■ **Short task 1**: Copy out the listing from its first line down to the line containing "[222, 14, 258, 320]", including both of those lines.

━━━ Article ━━━

# CHE wattage and dome concerns for this cage?



## AidansMom25 (Oct 24, 2012)

Hello everyone new here. I'm sorry if I posted in the wrong area. I have a few questions regarding my new hedgie. I pretty much got the basics down been researching for close to three months now, but there's still one thing I'm puzzled on and thats heating. I need to know if anyone has ever used this cage? http://www.amazon.com/gp/aw/d/B008XU4EM ... -2&pi=SL75 if so can anyone tell me what size heating dome I should get and what CHE wattage I should get to keep her warm? We usually keep the room she will be in around 68-70 at the lowest. My boyfriend is hot natured but me the complete opposite. I'm just really confused because our wall thermostat shows the house temperature being 73 so with the door open would that be our room temperature? Any help with this would be very beneficial. I almost forgot to let you all know my hedgie will be around 7 weeks! So her being so young would she need additional heat or..?


----------



## sparkmanr (Aug 29, 2012)

You need to purchase a seperate thermostat for the hedgies cage or one to put right next to it. I bought one at Walmart and I keep it right next to his cage. If I think inside may be a different temp I will lay the thermastat in the cage for a minute. It shows the high and low temps for that day and the humidity levels as well, that would be the actual temp your hedgie is feeling. Depending on where the cage is in the room the actual temp could be quite different from what your thermostat on the wall states. 

Heat wise I know most of the people on here use CHE's or space heaters with thermostat controls to make sure the heat stays purfect. We keep our house at 75 right now and Milo does great with that but I will probably have to get a CHE when it starts to really get cold because it might be expensive to heat the entire house that temp. Right now we are still on AC. Anyway, There is a thread on here about heating and it's really good and explains all. I'm sure one the Admin's could post the direct link to it if you can't find it.


----------



## AidansMom25 (Oct 24, 2012)

I have read all the heating threads but nothing really answered my particular question. I need to know which ceramic heat dome to purchase for example 5, 8, 10 inches and what CHE bulb wattage to get 75-250Watt I realize I need a thermostat (like I said I've been doing my homework and I'm also a bit of a lurker) I also have purchased a digital thermometer that measures the cage temp by a probe attached to it that I will be placing in her cage but it would serve no purpose if I don't know what wattage of CHE to purchase.. I'm still researching on heating but nothing is really coming up..I am also going to purchase a thermostat to hook to my CHE but I couldn't get it with this particular Amazon order (my total is already 185$!) thats why I bought the digital thermometer for safe measure until I can afford the thermostat..I'm sorry if I seem persistent but I just want to make sure I have everything ready for my little girl when she does arrive.


----------



## sparkmanr (Aug 29, 2012)

━━━ Exercise input ━━━

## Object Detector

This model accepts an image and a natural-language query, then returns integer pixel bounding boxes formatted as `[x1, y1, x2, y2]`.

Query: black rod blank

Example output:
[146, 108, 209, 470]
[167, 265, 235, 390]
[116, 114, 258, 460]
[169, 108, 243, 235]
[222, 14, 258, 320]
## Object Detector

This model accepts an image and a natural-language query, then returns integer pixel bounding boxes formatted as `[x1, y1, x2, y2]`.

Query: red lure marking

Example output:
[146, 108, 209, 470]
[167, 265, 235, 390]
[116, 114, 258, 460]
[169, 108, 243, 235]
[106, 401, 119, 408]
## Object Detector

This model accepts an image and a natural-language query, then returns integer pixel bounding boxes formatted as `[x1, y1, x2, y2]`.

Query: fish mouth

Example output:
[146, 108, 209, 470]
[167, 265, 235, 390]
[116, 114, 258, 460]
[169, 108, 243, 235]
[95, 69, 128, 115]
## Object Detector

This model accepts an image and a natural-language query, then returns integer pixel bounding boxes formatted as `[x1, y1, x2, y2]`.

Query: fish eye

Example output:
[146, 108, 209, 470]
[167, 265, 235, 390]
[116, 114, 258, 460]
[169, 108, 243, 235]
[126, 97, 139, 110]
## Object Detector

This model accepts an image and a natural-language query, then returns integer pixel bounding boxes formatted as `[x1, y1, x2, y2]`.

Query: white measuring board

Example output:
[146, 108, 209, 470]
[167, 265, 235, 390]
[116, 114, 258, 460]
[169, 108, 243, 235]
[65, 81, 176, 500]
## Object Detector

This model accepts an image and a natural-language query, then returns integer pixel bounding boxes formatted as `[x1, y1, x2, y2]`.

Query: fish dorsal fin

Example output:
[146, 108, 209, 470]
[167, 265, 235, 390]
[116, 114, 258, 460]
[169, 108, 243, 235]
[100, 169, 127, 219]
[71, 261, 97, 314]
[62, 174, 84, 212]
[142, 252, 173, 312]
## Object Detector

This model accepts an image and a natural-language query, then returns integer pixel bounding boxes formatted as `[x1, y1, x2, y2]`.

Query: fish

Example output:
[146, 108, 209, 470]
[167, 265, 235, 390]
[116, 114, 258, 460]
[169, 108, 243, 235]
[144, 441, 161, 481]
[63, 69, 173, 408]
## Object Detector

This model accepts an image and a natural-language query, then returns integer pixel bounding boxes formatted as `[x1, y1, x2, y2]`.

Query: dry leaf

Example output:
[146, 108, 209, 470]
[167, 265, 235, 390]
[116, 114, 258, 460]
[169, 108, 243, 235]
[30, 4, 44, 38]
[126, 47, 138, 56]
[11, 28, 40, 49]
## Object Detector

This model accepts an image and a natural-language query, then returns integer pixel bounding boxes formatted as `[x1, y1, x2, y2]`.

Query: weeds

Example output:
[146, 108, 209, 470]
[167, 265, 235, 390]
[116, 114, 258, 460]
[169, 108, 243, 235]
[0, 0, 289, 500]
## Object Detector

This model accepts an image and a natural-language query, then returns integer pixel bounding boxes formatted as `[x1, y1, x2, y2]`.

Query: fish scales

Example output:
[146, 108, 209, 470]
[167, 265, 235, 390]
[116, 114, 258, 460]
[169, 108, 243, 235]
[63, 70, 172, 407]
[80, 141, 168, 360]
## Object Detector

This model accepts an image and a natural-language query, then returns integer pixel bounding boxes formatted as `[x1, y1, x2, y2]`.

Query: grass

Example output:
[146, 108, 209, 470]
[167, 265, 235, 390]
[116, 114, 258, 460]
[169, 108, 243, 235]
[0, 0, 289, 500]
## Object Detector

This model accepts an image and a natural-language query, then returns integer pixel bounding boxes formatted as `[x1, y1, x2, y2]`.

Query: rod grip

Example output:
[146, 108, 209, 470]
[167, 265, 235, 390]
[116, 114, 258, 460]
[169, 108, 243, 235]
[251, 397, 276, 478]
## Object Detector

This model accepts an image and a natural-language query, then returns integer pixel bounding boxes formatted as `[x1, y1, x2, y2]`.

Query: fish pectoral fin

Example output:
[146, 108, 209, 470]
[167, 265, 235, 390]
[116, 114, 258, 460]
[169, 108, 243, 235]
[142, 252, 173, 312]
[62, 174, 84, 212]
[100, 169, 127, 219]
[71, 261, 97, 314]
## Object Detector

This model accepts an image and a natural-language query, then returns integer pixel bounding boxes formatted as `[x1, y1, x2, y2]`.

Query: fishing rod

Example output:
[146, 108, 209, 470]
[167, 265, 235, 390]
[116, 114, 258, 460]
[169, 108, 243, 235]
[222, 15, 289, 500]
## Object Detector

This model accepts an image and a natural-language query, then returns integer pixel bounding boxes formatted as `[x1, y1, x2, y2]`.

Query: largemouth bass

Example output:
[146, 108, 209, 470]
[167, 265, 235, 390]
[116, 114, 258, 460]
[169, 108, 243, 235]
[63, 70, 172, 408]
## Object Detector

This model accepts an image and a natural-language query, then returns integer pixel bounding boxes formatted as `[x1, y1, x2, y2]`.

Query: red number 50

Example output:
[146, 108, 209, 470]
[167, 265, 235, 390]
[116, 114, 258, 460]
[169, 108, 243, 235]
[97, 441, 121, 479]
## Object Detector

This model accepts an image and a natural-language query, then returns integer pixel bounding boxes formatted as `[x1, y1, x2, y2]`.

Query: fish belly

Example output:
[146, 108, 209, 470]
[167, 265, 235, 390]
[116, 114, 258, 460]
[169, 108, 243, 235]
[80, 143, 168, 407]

━━━

■ **Short task 2**: In the forum thread about heating a hedgehog cage, where did the second poster buy the thermostat kept next to the cage?

■ **Exercise answer 1**:
## Object Detector

This model accepts an image and a natural-language query, then returns integer pixel bounding boxes formatted as `[x1, y1, x2, y2]`.

Query: black rod blank

Example output:
[146, 108, 209, 470]
[167, 265, 235, 390]
[116, 114, 258, 460]
[169, 108, 243, 235]
[222, 14, 258, 320]

■ **Exercise answer 2**: At Walmart.